> [Action item]
The line containing "box: [275, 285, 412, 377]" marks the end: output every line of the data up to it, and that line too, exactly as written.

> [Source records]
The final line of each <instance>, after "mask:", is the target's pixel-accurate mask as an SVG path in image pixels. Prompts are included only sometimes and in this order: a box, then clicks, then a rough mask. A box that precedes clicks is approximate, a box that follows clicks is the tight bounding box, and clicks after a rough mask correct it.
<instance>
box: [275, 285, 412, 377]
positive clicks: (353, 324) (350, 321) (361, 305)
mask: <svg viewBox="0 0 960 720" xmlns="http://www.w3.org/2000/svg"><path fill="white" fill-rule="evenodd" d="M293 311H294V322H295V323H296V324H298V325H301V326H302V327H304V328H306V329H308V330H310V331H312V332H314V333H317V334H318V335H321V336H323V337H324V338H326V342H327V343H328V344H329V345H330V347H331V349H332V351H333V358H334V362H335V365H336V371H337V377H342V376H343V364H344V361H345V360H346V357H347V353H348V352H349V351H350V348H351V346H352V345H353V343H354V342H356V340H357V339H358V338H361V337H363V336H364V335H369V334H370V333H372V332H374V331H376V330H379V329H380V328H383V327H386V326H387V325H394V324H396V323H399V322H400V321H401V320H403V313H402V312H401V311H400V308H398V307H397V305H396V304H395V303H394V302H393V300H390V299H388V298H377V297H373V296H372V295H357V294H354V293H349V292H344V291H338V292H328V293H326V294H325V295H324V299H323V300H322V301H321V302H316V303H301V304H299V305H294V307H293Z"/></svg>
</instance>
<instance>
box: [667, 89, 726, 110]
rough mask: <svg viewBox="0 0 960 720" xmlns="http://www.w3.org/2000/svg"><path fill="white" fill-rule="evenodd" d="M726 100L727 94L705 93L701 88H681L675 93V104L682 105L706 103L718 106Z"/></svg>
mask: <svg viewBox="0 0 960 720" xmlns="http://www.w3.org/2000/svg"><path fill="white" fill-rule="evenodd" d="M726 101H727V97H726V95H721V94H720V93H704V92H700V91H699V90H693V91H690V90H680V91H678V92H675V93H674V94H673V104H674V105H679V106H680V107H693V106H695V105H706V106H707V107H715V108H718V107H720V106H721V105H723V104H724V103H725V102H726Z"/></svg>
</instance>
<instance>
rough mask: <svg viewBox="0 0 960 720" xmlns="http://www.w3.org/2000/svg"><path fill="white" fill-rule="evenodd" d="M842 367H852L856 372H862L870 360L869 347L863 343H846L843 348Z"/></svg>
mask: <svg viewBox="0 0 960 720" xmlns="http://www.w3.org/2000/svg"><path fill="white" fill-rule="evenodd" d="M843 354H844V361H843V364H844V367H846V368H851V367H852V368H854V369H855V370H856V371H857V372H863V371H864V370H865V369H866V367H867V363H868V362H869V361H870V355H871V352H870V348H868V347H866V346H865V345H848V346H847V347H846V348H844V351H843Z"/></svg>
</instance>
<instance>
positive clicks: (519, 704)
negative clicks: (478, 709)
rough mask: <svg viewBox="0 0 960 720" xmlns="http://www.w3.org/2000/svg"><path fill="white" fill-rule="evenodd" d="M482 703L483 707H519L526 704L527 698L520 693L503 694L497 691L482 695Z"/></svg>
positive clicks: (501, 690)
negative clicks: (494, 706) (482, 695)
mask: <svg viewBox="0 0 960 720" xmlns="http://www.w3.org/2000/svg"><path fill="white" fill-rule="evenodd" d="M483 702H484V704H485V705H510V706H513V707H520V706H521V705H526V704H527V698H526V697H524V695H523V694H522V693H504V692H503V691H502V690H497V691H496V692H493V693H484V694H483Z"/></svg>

> [Solution to this task]
The final line of each <instance>, after "mask:", is the target's pixel-accurate mask as an SVG path in image pixels. Prompts are included only sometimes and in this order: a box, then clicks, then a rough mask. A box that precedes clicks is approximate, a box that follows clicks is the tight bounding box, and clicks after a rough mask correct it.
<instance>
box: [275, 285, 412, 377]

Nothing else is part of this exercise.